* _Work instructions_
A: Reproduce the Goldman passage word for word, from "Holmes entered. He" up to and including "off the vigilantes.".
B: Pick up the account of Goldman's escape by train after its final sentence and continue it.

* _Selected text_
────────
Holmes entered. He pleaded with Goldman to leave. She couldn’t give her lecture and Reitman was gone. She had no reason to stay.
“I was only endangering his position,” she said. “He hoped I would not take undue advantage because I was a woman. If I remained, the vigilantes would drive me out of town, anyhow.”
Two bellhops escorted her to a taxi on a side street. She rode down deserted Broadway to the depot. As she boarded the “Owl Train” at 2:45 a.m., horns, blaring like fire alarms, headed her way: “The fearful sound I had first heard at the station.” Someone must have tipped off the vigilantes.
“Hurry!” It was a man’s voice. “Get in quick!”
Two men helped her into a Pullman car. They lowered the blinds and locked the door. Outside, heavy shoes and boots pounded the platform, then came a riot of rumbles on the thick wooden planks. “There was mad yelling and cursing — hideous and terrifying moments till at last the train pulled out.”
────────
* _Supplied material_
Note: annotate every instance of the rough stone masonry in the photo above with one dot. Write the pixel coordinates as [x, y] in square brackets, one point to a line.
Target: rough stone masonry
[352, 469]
────────
* _Expected results_
A:
Holmes entered. He pleaded with Goldman to leave. She couldn’t give her lecture and Reitman was gone. She had no reason to stay.
“I was only endangering his position,” she said. “He hoped I would not take undue advantage because I was a woman. If I remained, the vigilantes would drive me out of town, anyhow.”
Two bellhops escorted her to a taxi on a side street. She rode down deserted Broadway to the depot. As she boarded the “Owl Train” at 2:45 a.m., horns, blaring like fire alarms, headed her way: “The fearful sound I had first heard at the station.” Someone must have tipped off the vigilantes.

B:
As the train headed north, it stopped at several stations. No Reitman. And he wasn’t at the Los Angeles depot. When she reached her apartment, Goldman realized that “the U.S. Grant Hotel men had lied to get me out of town!”
Reitman’s Account
Within minutes after Goldman left for the other room, the seven men with Reitman drew revolvers from their overcoats and pointed toward the door. “Utter a sound,” one said, “we’ll kill you.”
Two grabbed his arms, a third the front of his coat, another the back. They led him down the corridor to the kitchen, took the kitchen elevator to the basement and the freight elevator up to the Third Street sidewalk. There, a car awaited.
The car slowly drove east down Broadway. When the crowd recognized Reitman in the back seat, “they set up a howl.”
A second car followed behind, “containing several persons who looked like businessmen.”
As soon as they left the central district, said Reitman, “these Christian gentlemen…kicked, pounded, bit me and subjected me to every cruel, diabolical, malicious torture that a God-fearing respectable businessman is capable of conceiving.”
“We could tear your guts out,” one boasted through alcohol-tinted breath, “but we promised the chief of police to not kill you.”
About 20 miles from town — possibly near Rancho Peñasquitos — the cars stopped but kept their headlights on. Fourteen men formed a ring around their prey. “Undress,” one said. When Reitman refused, they tore off his clothes and “kicked and beat me until I was almost insensible.”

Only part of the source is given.